■ **Description of the task**: Sort through the material below and copy each line with "before".
BEGIN Dataset records
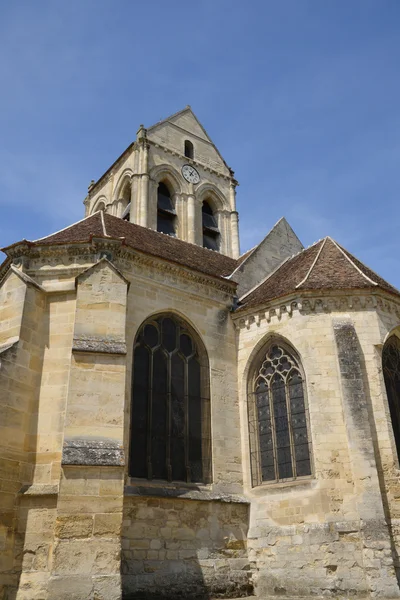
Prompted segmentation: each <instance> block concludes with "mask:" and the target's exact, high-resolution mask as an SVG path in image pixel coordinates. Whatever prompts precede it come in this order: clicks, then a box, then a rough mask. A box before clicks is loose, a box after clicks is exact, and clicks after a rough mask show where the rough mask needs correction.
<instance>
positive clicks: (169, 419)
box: [166, 352, 172, 481]
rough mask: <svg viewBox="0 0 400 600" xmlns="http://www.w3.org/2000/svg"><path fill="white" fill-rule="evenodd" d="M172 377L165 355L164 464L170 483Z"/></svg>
mask: <svg viewBox="0 0 400 600" xmlns="http://www.w3.org/2000/svg"><path fill="white" fill-rule="evenodd" d="M171 385H172V376H171V354H170V353H169V352H168V354H167V432H166V433H167V435H166V462H167V479H168V481H172V465H171V420H172V393H171Z"/></svg>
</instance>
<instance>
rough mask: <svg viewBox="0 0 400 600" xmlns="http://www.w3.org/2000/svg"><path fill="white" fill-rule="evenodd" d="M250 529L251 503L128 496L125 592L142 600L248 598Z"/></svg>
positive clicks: (123, 582)
mask: <svg viewBox="0 0 400 600" xmlns="http://www.w3.org/2000/svg"><path fill="white" fill-rule="evenodd" d="M199 495H200V494H199ZM204 496H206V494H204ZM247 530H248V505H247V504H246V503H233V502H218V501H212V500H205V499H203V500H190V499H183V498H162V497H161V498H156V497H153V498H141V497H130V496H127V497H125V501H124V521H123V526H122V589H123V591H124V593H125V594H126V595H127V597H129V594H130V593H132V597H136V596H140V598H147V597H154V596H156V597H159V596H165V597H168V598H181V597H183V598H189V597H192V596H193V597H195V596H196V595H200V594H203V595H204V594H206V595H208V594H210V595H214V594H215V595H217V594H220V593H222V594H223V595H224V596H227V595H230V596H235V597H237V596H241V595H248V594H249V592H251V590H252V586H251V571H250V564H249V560H248V557H247V539H246V536H247ZM135 595H136V596H135Z"/></svg>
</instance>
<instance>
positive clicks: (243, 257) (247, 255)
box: [236, 246, 257, 267]
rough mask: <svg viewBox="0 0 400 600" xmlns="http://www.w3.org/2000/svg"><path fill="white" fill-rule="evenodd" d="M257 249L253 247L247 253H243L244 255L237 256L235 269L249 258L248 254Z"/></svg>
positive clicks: (254, 246) (250, 248)
mask: <svg viewBox="0 0 400 600" xmlns="http://www.w3.org/2000/svg"><path fill="white" fill-rule="evenodd" d="M256 248H257V246H254V248H250V250H247V252H245V253H244V254H241V255H240V256H239V258H238V259H237V261H236V267H238V266H239V265H241V264H242V262H244V261H245V260H246V258H247V257H249V256H250V254H252V252H253V251H254V250H255V249H256Z"/></svg>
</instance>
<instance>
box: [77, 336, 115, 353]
mask: <svg viewBox="0 0 400 600" xmlns="http://www.w3.org/2000/svg"><path fill="white" fill-rule="evenodd" d="M72 350H73V352H99V353H101V354H126V344H125V342H122V341H120V340H113V339H106V338H96V337H92V336H85V337H84V336H81V337H79V338H78V337H75V338H74V339H73V341H72Z"/></svg>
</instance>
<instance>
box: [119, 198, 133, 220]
mask: <svg viewBox="0 0 400 600" xmlns="http://www.w3.org/2000/svg"><path fill="white" fill-rule="evenodd" d="M130 213H131V203H130V202H129V204H128V206H127V207H126V209H125V210H124V212H123V213H122V217H121V218H122V219H124V220H125V221H129V217H130Z"/></svg>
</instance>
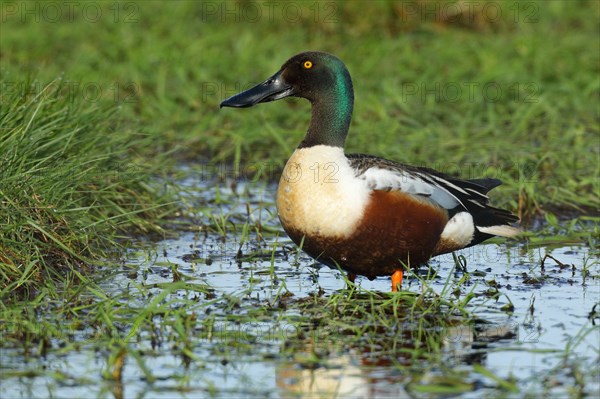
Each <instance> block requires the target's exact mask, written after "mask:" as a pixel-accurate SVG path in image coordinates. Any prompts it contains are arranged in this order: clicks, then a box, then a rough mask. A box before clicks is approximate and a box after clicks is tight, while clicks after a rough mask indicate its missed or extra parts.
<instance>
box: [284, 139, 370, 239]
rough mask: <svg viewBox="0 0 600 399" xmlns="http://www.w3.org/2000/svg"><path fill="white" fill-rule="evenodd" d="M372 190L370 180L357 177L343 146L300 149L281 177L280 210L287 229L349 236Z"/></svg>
mask: <svg viewBox="0 0 600 399" xmlns="http://www.w3.org/2000/svg"><path fill="white" fill-rule="evenodd" d="M369 193H370V189H369V187H368V185H367V182H366V181H365V180H363V179H359V178H357V177H356V176H355V172H354V170H353V169H352V168H351V167H350V164H349V163H348V160H347V158H346V156H345V155H344V150H343V149H342V148H339V147H331V146H325V145H318V146H313V147H309V148H300V149H297V150H296V151H295V152H294V154H292V156H291V157H290V159H289V160H288V162H287V164H286V166H285V168H284V170H283V174H282V176H281V179H280V180H279V188H278V190H277V211H278V213H279V218H280V219H281V222H282V223H283V225H284V227H286V228H293V229H296V230H299V231H300V232H302V233H304V234H308V235H311V234H319V235H321V236H325V237H348V236H349V235H350V234H352V232H353V231H354V228H355V227H356V226H357V224H358V223H359V222H360V220H361V219H362V216H363V211H364V209H365V206H366V205H367V202H368V200H369Z"/></svg>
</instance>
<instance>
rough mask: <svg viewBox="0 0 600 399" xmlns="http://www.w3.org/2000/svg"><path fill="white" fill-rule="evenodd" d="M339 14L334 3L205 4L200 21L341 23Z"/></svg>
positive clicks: (293, 2) (202, 11) (226, 21)
mask: <svg viewBox="0 0 600 399" xmlns="http://www.w3.org/2000/svg"><path fill="white" fill-rule="evenodd" d="M339 12H340V10H339V4H338V3H337V2H333V1H254V2H253V1H248V2H245V1H244V2H242V1H203V2H201V9H200V14H199V18H200V21H202V22H219V23H227V22H234V23H264V22H267V23H273V22H276V21H284V22H287V23H290V24H296V23H300V22H303V21H304V22H308V21H312V22H316V23H337V22H339Z"/></svg>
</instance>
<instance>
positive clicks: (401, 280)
mask: <svg viewBox="0 0 600 399" xmlns="http://www.w3.org/2000/svg"><path fill="white" fill-rule="evenodd" d="M289 96H294V97H302V98H306V99H307V100H309V101H310V102H311V104H312V118H311V121H310V126H309V127H308V131H307V133H306V136H305V137H304V140H302V142H301V143H300V145H299V146H298V148H297V149H296V150H295V151H294V153H293V154H292V156H291V157H290V159H289V160H288V162H287V164H286V166H285V168H284V170H283V174H282V176H281V179H280V181H279V188H278V190H277V211H278V214H279V219H280V220H281V223H282V225H283V228H284V229H285V231H286V232H287V233H288V235H289V236H290V237H291V238H292V240H293V241H294V242H295V243H296V244H297V245H302V249H303V250H304V251H306V252H307V253H308V254H309V255H310V256H311V257H313V258H314V259H316V260H318V261H319V262H322V263H325V264H327V265H329V266H331V267H336V266H339V267H341V268H342V269H344V270H346V271H347V272H348V277H349V279H350V280H351V281H354V278H355V277H356V275H363V276H366V277H368V278H369V279H373V278H375V277H376V276H383V275H388V276H390V275H391V277H392V291H397V288H398V286H399V285H400V284H401V282H402V275H403V265H410V264H412V265H417V264H421V263H424V262H427V260H429V259H430V258H431V257H432V256H436V255H440V254H445V253H448V252H452V251H455V250H458V249H462V248H466V247H469V246H472V245H475V244H478V243H480V242H482V241H484V240H486V239H488V238H490V237H493V236H503V237H512V236H514V235H516V234H518V233H519V231H520V230H519V229H518V228H516V227H513V226H511V225H510V224H511V223H514V222H516V221H517V220H518V218H517V217H516V216H514V215H512V214H511V213H509V212H508V211H505V210H502V209H497V208H493V207H490V206H488V197H487V195H486V194H487V192H488V191H490V190H491V189H493V188H494V187H496V186H498V185H500V184H501V183H502V182H501V181H500V180H497V179H491V178H485V179H475V180H460V179H458V178H455V177H451V176H448V175H445V174H442V173H439V172H437V171H435V170H432V169H428V168H423V167H414V166H409V165H404V164H401V163H397V162H393V161H389V160H387V159H382V158H378V157H376V156H372V155H364V154H345V153H344V143H345V141H346V136H347V135H348V128H349V126H350V119H351V117H352V108H353V103H354V91H353V88H352V80H351V79H350V74H349V73H348V70H347V69H346V66H345V65H344V63H343V62H342V61H341V60H339V59H338V58H337V57H335V56H333V55H331V54H327V53H323V52H305V53H301V54H298V55H296V56H294V57H292V58H290V59H289V60H288V61H286V62H285V63H284V64H283V66H282V67H281V69H280V70H279V71H278V72H277V73H275V74H274V75H273V76H271V77H270V78H269V79H267V80H265V81H264V82H262V83H260V84H259V85H257V86H255V87H253V88H251V89H249V90H246V91H244V92H242V93H239V94H236V95H234V96H232V97H230V98H228V99H226V100H225V101H223V102H222V103H221V107H236V108H244V107H251V106H253V105H255V104H258V103H264V102H269V101H275V100H279V99H282V98H285V97H289Z"/></svg>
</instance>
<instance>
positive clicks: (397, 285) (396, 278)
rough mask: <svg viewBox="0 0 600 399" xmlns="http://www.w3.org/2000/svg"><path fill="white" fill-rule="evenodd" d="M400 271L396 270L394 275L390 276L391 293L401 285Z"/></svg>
mask: <svg viewBox="0 0 600 399" xmlns="http://www.w3.org/2000/svg"><path fill="white" fill-rule="evenodd" d="M402 275H403V272H402V270H396V271H395V272H394V274H392V292H397V291H398V287H399V286H401V285H402Z"/></svg>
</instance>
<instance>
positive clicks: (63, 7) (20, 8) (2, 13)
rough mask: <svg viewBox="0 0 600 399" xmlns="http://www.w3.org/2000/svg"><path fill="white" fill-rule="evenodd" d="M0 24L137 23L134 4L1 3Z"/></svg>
mask: <svg viewBox="0 0 600 399" xmlns="http://www.w3.org/2000/svg"><path fill="white" fill-rule="evenodd" d="M0 16H1V17H0V22H2V23H6V22H10V21H17V22H19V23H27V22H36V23H64V22H75V21H84V22H86V23H91V24H95V23H98V22H100V21H103V20H105V21H107V22H113V23H125V24H135V23H138V22H139V20H140V6H139V3H136V2H132V1H130V2H119V1H112V2H111V1H68V0H65V1H2V2H0Z"/></svg>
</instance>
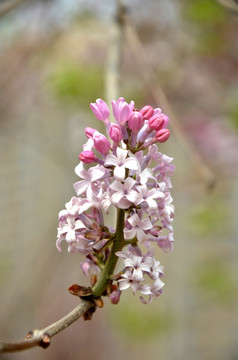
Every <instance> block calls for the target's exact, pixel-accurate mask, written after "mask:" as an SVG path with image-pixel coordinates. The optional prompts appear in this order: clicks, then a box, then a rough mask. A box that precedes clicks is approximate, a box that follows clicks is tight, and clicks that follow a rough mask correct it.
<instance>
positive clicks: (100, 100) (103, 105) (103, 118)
mask: <svg viewBox="0 0 238 360" xmlns="http://www.w3.org/2000/svg"><path fill="white" fill-rule="evenodd" d="M90 108H91V109H92V111H93V112H94V115H95V116H96V118H97V119H98V120H102V121H106V120H107V119H108V116H109V114H110V112H109V108H108V106H107V104H106V103H105V101H103V100H102V99H97V100H96V103H91V104H90Z"/></svg>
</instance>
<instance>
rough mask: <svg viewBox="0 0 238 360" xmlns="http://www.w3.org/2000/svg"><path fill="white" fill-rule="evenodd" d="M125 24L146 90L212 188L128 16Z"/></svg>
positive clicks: (201, 176)
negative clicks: (158, 105)
mask: <svg viewBox="0 0 238 360" xmlns="http://www.w3.org/2000/svg"><path fill="white" fill-rule="evenodd" d="M125 23H126V40H127V41H128V43H129V45H130V48H131V49H133V50H134V53H135V61H137V63H138V65H139V66H140V68H141V71H140V74H141V75H142V77H143V79H144V82H145V83H146V84H147V85H148V90H149V91H150V93H151V96H152V97H153V99H154V100H155V102H156V103H159V104H160V105H161V107H163V108H164V109H165V111H166V114H168V116H169V118H170V119H171V120H172V121H171V126H172V127H173V129H174V130H175V131H174V132H175V134H174V135H175V136H176V138H177V139H178V141H179V143H180V145H181V147H182V148H183V150H184V152H185V153H186V155H187V156H188V157H189V159H190V161H191V164H192V165H193V166H194V169H195V171H196V172H197V174H198V175H199V176H200V177H201V178H202V179H203V180H204V181H205V183H206V184H207V186H208V188H212V187H213V186H214V185H215V181H216V180H215V175H214V174H213V172H212V171H211V170H210V168H209V167H208V166H207V165H206V164H205V162H204V160H203V159H202V157H201V155H200V154H199V152H198V151H197V149H196V148H195V147H194V145H193V144H192V142H191V141H190V139H189V138H188V136H187V134H186V132H185V131H184V130H183V128H182V127H181V125H180V122H179V120H178V119H177V117H176V115H175V114H174V112H173V110H172V108H171V106H170V103H169V100H168V98H167V96H166V95H165V93H164V91H163V89H162V87H161V86H160V84H159V83H158V80H157V75H156V73H155V72H154V71H153V69H152V65H151V62H150V59H149V55H148V52H146V51H145V49H144V47H143V44H142V43H141V41H140V39H139V36H138V34H137V31H136V29H135V26H134V25H133V21H132V19H131V18H129V16H128V14H127V15H126V17H125Z"/></svg>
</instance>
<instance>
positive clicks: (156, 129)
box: [149, 114, 165, 131]
mask: <svg viewBox="0 0 238 360" xmlns="http://www.w3.org/2000/svg"><path fill="white" fill-rule="evenodd" d="M164 124H165V120H164V115H163V114H161V115H153V116H152V117H151V118H150V119H149V127H150V128H151V129H153V130H157V131H158V130H160V129H162V128H163V127H164Z"/></svg>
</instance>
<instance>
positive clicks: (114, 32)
mask: <svg viewBox="0 0 238 360" xmlns="http://www.w3.org/2000/svg"><path fill="white" fill-rule="evenodd" d="M124 12H125V6H124V5H123V4H122V3H121V1H120V0H118V1H117V12H116V16H115V18H114V21H113V23H112V25H111V27H110V32H111V34H110V46H109V50H108V60H107V67H106V75H105V97H106V102H107V103H108V104H110V103H111V100H112V99H117V98H118V97H119V91H120V81H121V79H120V78H121V61H122V48H123V42H124V37H125V34H124V32H125V31H124V27H125V26H124V25H125V24H124Z"/></svg>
END Dataset records
■ **Written solution**:
Prompted segmentation: each <instance> block concludes with "mask:" and the target's exact, high-resolution mask as an SVG path in image pixel coordinates. Whatever prompts precede it come in this order: clicks, then a box, then a rough mask. A box before clicks is loose, a box after clicks is exact, and clicks after a rough mask show where the rough mask needs correction.
Each <instance> block requires the target's exact mask, written after "mask:" as a pixel-accurate SVG path in image coordinates. Any prompts it contains are arranged in this order: clicks, then a box, then a rough mask. A box before clicks is approximate and a box after clicks is tight, while clicks after a rough mask indicate its missed or extra parts.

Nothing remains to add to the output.